◆ PROBLEM REQUIREMENTS: Reproduce the following data verbatim, keeping every line unchanged from start to end.

◆ Items listed in a dataset:
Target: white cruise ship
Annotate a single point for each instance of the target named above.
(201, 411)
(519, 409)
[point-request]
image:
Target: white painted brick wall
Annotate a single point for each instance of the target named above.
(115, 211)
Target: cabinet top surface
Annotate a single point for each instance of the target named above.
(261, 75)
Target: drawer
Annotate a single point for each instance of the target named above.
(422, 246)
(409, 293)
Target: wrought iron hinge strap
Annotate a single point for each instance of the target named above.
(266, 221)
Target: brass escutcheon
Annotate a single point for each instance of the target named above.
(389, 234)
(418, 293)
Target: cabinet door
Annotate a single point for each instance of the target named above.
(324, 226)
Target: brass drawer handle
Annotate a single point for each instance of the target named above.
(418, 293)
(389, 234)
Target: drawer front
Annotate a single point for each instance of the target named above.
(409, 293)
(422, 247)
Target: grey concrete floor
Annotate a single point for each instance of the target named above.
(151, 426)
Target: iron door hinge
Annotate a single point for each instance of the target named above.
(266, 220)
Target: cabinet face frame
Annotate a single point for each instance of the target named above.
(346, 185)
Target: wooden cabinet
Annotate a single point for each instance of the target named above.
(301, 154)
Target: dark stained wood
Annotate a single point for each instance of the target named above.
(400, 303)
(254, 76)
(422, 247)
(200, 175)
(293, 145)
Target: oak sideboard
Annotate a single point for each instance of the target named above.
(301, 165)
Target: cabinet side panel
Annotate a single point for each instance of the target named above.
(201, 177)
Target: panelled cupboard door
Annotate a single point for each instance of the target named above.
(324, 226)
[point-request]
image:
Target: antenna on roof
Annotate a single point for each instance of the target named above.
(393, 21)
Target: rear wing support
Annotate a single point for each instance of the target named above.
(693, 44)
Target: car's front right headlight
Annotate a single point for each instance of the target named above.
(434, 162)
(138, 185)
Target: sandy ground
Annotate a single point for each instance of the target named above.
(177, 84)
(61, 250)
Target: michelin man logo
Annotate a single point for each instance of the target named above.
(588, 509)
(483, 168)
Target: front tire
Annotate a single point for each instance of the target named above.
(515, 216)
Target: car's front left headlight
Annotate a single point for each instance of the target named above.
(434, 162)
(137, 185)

◆ THE ANSWER:
Target: white cruise ship
Annotate a single point for each instance of the target named above.
(201, 411)
(519, 409)
[point-request]
image:
Target: white painted brick wall
Annotate a single point for each instance of the target named above.
(115, 211)
Target: cabinet top surface
Annotate a single point for each instance of the target named above.
(261, 75)
Target: drawer
Annotate a single point for each instance of the target named above.
(422, 246)
(409, 293)
Target: wrought iron hinge strap
Annotate a single point for each instance of the target named above.
(266, 221)
Target: brass escutcheon
Annotate a single point for each instance of the target named above.
(389, 234)
(418, 293)
Target: cabinet door
Annotate a single point for each instance of the target named above.
(324, 226)
Target: brass drawer handle
Annotate a single point for each instance of the target named above.
(418, 293)
(389, 234)
Target: drawer front
Annotate a single point for each instance of the target named above.
(409, 293)
(422, 247)
Target: grey concrete floor
Annotate a single point for each instance of the target named above.
(151, 426)
Target: iron door hinge
Annotate a single point for each instance of the target named above.
(266, 220)
Target: cabinet face frame
Annotate a single point for each instance of the target named above.
(346, 185)
Target: wooden cabinet
Annotate a single point for each instance of the target named above.
(301, 154)
Target: dark stained wood
Annotate a single point for each instance of the target named above.
(400, 303)
(254, 76)
(422, 247)
(200, 175)
(293, 145)
Target: oak sideboard
Annotate a single point for each instance of the target named above.
(301, 165)
Target: cabinet side panel
Annotate a single point for each instance of the target named above.
(201, 177)
Target: panelled cupboard door
Annotate a single point for each instance of the target named above.
(324, 226)
[point-request]
image:
Target: antenna on roof
Annotate a single point for each instance of the target named above.
(393, 21)
Target: rear wing support
Annotate a single point for each instance of the target named above.
(693, 44)
Target: car's front right headlight
Annotate a single point for each instance of the target named above.
(434, 162)
(138, 185)
Target: sandy ground
Annotate a single point for each instance of the target named above.
(177, 84)
(61, 250)
Target: michelin man logo
Annotate a single point for each instance of the target named above.
(588, 509)
(483, 168)
Target: front tire
Annotate a single point for each instance of the target named above.
(515, 216)
Target: car's front left headlight
Annotate a single point for each instance of the target named above.
(434, 162)
(137, 185)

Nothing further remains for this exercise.